═════ RECORD EXTRACTS

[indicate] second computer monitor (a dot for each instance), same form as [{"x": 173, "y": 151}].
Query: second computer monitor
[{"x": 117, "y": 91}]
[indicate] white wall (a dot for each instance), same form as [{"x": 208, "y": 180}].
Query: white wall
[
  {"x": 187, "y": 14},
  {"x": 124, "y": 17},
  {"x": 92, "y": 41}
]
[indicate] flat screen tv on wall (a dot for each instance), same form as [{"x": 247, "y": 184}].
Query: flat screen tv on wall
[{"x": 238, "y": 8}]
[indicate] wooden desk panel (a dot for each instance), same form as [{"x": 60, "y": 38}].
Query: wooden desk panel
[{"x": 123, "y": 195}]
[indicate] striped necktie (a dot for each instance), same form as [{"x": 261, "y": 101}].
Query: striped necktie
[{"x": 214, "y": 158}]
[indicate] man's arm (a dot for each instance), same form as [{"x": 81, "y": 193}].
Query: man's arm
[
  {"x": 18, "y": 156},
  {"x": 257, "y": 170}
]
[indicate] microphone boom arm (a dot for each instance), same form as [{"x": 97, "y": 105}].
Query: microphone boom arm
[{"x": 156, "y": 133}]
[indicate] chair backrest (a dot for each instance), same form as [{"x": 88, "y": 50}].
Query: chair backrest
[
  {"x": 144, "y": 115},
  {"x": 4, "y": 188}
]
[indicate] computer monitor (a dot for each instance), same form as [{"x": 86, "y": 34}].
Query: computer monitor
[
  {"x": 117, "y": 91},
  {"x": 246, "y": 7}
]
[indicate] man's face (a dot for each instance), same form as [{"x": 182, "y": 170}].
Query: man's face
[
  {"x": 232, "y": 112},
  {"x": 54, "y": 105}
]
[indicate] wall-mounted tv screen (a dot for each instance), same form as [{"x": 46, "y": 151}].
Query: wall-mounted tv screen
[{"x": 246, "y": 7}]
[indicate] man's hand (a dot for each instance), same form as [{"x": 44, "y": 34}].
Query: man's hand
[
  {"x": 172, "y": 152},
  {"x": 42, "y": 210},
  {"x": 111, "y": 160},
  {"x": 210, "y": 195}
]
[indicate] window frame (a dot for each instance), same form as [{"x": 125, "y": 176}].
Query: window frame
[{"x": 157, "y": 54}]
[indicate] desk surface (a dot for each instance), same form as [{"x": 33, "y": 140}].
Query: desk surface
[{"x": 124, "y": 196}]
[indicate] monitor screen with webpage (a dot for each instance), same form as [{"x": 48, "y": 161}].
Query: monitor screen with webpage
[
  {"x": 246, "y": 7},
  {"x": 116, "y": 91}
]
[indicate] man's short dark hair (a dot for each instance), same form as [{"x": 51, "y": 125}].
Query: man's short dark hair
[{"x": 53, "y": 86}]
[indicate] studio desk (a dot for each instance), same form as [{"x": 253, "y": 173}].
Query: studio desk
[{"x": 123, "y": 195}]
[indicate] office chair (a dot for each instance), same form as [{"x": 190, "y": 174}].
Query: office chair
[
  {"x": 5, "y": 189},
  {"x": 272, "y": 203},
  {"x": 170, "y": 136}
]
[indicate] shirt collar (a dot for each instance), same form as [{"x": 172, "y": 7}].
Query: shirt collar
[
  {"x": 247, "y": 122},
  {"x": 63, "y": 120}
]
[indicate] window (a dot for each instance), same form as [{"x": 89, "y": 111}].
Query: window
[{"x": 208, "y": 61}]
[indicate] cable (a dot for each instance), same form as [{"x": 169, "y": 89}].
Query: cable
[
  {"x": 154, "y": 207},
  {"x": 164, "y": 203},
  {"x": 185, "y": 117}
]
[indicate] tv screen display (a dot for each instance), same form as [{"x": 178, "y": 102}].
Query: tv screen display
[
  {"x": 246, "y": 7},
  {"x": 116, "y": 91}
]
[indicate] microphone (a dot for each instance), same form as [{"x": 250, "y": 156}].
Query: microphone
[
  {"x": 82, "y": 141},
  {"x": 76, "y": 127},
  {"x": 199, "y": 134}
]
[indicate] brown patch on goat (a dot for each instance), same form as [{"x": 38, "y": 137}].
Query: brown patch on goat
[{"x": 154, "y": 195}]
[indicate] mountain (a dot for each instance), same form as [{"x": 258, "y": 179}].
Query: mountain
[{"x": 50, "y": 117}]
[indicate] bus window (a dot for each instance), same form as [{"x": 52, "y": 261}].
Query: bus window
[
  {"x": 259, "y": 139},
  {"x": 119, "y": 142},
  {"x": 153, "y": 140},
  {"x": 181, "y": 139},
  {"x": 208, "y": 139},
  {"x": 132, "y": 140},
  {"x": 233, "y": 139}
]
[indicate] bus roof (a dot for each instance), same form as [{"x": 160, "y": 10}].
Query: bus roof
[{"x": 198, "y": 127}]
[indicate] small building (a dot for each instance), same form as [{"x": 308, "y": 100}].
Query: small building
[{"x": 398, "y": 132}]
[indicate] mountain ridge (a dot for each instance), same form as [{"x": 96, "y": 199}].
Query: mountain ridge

══════════

GOAL: Can you retype all of the lines above word for word, with nothing changed?

TASK RESULT:
[indicate] second computer monitor (a dot for each instance), same form as [{"x": 173, "y": 151}].
Query: second computer monitor
[{"x": 117, "y": 91}]
[indicate] white wall (a dot for each instance), same form as [{"x": 208, "y": 180}].
Query: white wall
[
  {"x": 187, "y": 14},
  {"x": 124, "y": 17},
  {"x": 92, "y": 41}
]
[indicate] flat screen tv on wall (a dot for each instance), same form as [{"x": 247, "y": 184}].
Query: flat screen tv on wall
[{"x": 238, "y": 8}]
[indicate] wooden desk panel (a dot for each instance), same form as [{"x": 60, "y": 38}].
Query: wooden desk panel
[{"x": 123, "y": 195}]
[indicate] striped necktie (a dot for each instance), same form as [{"x": 261, "y": 101}].
Query: striped necktie
[{"x": 214, "y": 158}]
[indicate] man's arm (a dot for each instance), same form as [{"x": 81, "y": 193}].
Query: man's arm
[
  {"x": 18, "y": 156},
  {"x": 257, "y": 170}
]
[indicate] microphone boom arm (a dot for each instance), same form as [{"x": 97, "y": 105}].
Query: microphone boom arm
[{"x": 156, "y": 133}]
[indicate] chair backrest (a dot for each instance), same form as [{"x": 88, "y": 50}].
Query: chair backrest
[
  {"x": 144, "y": 115},
  {"x": 4, "y": 188}
]
[indicate] computer monitor (a dot for each instance), same form as [{"x": 86, "y": 34}].
Query: computer monitor
[
  {"x": 117, "y": 91},
  {"x": 246, "y": 7}
]
[indicate] man's face (a dot for each instance), same form as [{"x": 182, "y": 170}].
Query: man's face
[
  {"x": 232, "y": 112},
  {"x": 54, "y": 105}
]
[indicate] wall-mounted tv screen (a dot for each instance), same form as [{"x": 46, "y": 151}].
Query: wall-mounted tv screen
[{"x": 246, "y": 7}]
[indicate] man's hand (a dot for each instance), same form as [{"x": 44, "y": 34}].
Query: man's hand
[
  {"x": 172, "y": 152},
  {"x": 42, "y": 210},
  {"x": 111, "y": 160},
  {"x": 210, "y": 195}
]
[indicate] window frame (a dot for each instance), same form as [{"x": 125, "y": 176}].
Query: window frame
[{"x": 157, "y": 54}]
[indicate] desk surface (a dot for each instance), same form as [{"x": 33, "y": 140}].
Query: desk surface
[{"x": 124, "y": 196}]
[indicate] monitor screen with webpage (a dot for each instance), same form as [{"x": 48, "y": 161}].
Query: monitor screen with webpage
[
  {"x": 246, "y": 7},
  {"x": 116, "y": 91}
]
[indicate] man's short dark hair (a dot for each instance), same form as [{"x": 51, "y": 125}].
Query: man's short dark hair
[{"x": 53, "y": 86}]
[indicate] studio desk (a dot for each instance), same form as [{"x": 253, "y": 173}].
Query: studio desk
[{"x": 123, "y": 195}]
[indicate] office chair (a dot for each instance), same form as [{"x": 190, "y": 174}].
Query: office chair
[
  {"x": 5, "y": 189},
  {"x": 272, "y": 203},
  {"x": 170, "y": 136}
]
[indicate] shirt collar (a dot for each instance), same form as [{"x": 172, "y": 7}].
Query: shirt collar
[
  {"x": 247, "y": 122},
  {"x": 63, "y": 120}
]
[indicate] window (a dot for each instance), same form as [{"x": 89, "y": 111}].
Query: window
[{"x": 208, "y": 61}]
[indicate] cable (a dot for each instance), same form as [{"x": 169, "y": 89}].
Query: cable
[
  {"x": 154, "y": 207},
  {"x": 164, "y": 203},
  {"x": 185, "y": 117}
]
[indicate] tv screen display (a dot for each instance), same form as [{"x": 178, "y": 102}].
Query: tv screen display
[
  {"x": 246, "y": 7},
  {"x": 116, "y": 91}
]
[indicate] microphone (a dot for each instance), same form as [{"x": 250, "y": 156}].
Query: microphone
[
  {"x": 82, "y": 141},
  {"x": 76, "y": 127},
  {"x": 199, "y": 134}
]
[indicate] brown patch on goat (a dot for each instance), same form as [{"x": 38, "y": 137}].
Query: brown patch on goat
[{"x": 154, "y": 195}]
[indicate] mountain (a dot for each instance), same form as [{"x": 258, "y": 179}].
Query: mountain
[{"x": 50, "y": 117}]
[indicate] bus window (a dot for each instance), same form as [{"x": 52, "y": 261}].
Query: bus window
[
  {"x": 259, "y": 139},
  {"x": 119, "y": 142},
  {"x": 153, "y": 140},
  {"x": 181, "y": 139},
  {"x": 208, "y": 139},
  {"x": 132, "y": 140},
  {"x": 233, "y": 139}
]
[indicate] bus roof (a dot for each instance), same form as [{"x": 160, "y": 10}].
Query: bus roof
[{"x": 198, "y": 127}]
[indicate] small building (a dot for each instance), same form as [{"x": 308, "y": 100}].
Query: small building
[{"x": 398, "y": 132}]
[indicate] mountain ridge (a dot for each instance), same form as [{"x": 96, "y": 199}].
Query: mountain ridge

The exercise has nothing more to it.